<<<<

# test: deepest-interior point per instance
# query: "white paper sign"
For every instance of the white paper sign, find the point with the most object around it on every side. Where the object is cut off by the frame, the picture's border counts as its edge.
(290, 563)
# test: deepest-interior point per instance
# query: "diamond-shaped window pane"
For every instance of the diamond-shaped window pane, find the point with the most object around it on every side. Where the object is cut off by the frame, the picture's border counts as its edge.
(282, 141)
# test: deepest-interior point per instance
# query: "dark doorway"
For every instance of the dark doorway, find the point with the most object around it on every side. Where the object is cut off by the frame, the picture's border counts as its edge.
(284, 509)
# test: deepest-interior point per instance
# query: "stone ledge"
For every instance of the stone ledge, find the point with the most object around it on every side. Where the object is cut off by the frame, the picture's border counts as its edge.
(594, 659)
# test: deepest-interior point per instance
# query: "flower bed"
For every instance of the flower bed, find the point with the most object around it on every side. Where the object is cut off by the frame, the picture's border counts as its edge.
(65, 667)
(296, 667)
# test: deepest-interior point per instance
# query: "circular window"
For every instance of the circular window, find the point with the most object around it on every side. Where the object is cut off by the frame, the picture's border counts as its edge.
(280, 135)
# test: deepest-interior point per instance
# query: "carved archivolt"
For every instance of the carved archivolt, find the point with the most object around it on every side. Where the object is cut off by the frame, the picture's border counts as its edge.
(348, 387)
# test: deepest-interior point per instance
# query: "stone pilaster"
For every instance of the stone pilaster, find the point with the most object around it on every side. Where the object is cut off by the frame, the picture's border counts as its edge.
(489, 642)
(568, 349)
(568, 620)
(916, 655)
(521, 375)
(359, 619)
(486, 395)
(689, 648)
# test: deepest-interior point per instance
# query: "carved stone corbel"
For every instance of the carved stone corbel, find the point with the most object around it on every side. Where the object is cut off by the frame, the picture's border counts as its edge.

>>>>

*DO THIS*: All of the data must be returned exactly.

*TASK SOLUTION*:
# test: deepest-interior point per instance
# query: "white paper sign"
For every instance of the white paper sign, find the point with the most object around it on every side. Where the object is cut off by the frame, the picture's border counts as its edge.
(290, 563)
# test: deepest-interior point per instance
# query: "diamond-shaped window pane"
For every instance of the diamond-shaped window pane, find the point with the most object around it on every side. Where the object is cut off by the frame, the picture's border counts as its edge.
(282, 141)
# test: deepest-interior point per instance
# query: "dark doorway"
For every instance of the dark doorway, find the point with the most object around it on every side. Where the object is cut off by the frame, the picture's border counts as its edge.
(284, 509)
# test: deepest-interior point per instance
# query: "stone ledge"
For every instance of the stone ledge, find the point with the most object around it on every side. Where the object is cut off by the frame, the picture's border counts as its edge.
(594, 659)
# test: deepest-interior point per instance
# query: "flower bed"
For every instance of the flower bed, find the point with the most object around it on every side. Where the object is cut off by the frame, the picture's border counts as its edge.
(65, 667)
(296, 667)
# test: deepest-interior point per instance
# query: "circular window"
For every instance of the circular window, find the point with the most object around it on every side. Where the object is cut off by the frame, the picture's border counts as its edge.
(280, 135)
# test: deepest-interior point per instance
# query: "carved archivolt"
For every instance of the carved archivolt, find the point with the most object around it on every side. Where the object is cut off by the frame, the picture's border counts as its edge.
(348, 387)
# test: deepest-interior point per instance
# query: "stone pilaster"
For every instance of the stone pilaster, find the point with the most object around it on every side. Where the object is cut off by the frame, the picture's border counts as its edge.
(489, 642)
(568, 349)
(568, 620)
(916, 655)
(521, 375)
(359, 619)
(486, 395)
(689, 648)
# test: deepest-interior point per instance
# query: "carved stone corbel"
For every instance of the carved stone corbel, find the point with the most object around it on every side. Where the object is cut off by the frame, the picture's border counts as its edge.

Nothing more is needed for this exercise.